AIM — Copy the records from the line containing "Check that every instance of the rubber" through the end of the records, swapping "rubber track" for "steel track" and leaving everything else unchanged.

WORKING DATA —
%%

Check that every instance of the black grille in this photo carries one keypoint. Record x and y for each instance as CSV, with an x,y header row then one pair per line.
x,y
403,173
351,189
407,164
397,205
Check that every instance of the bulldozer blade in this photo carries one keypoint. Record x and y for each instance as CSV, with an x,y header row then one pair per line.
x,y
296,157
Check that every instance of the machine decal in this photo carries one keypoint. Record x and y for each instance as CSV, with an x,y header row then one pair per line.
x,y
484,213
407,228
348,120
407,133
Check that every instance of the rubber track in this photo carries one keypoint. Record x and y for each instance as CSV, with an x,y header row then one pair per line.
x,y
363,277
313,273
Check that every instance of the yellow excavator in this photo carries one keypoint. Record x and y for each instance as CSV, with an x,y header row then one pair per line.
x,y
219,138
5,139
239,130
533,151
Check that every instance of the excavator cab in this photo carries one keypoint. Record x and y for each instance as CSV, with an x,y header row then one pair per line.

%%

RESPONSE —
Check that every instance of the steel track in this photo carries one keypoint. Record x and y for each instance as CSV, with an x,y header row then one pair per line.
x,y
363,277
313,273
Check that every instance of the yellow excavator in this photo carries one keypoint. Record x and y for each instance as CSV, with an x,y header row then one pair per line.
x,y
219,138
5,139
239,130
533,151
Check that every instance of the excavator cab in this photo carries one keypoint. Record x and y for each instance as CSV, with an x,y header row then one pair per line.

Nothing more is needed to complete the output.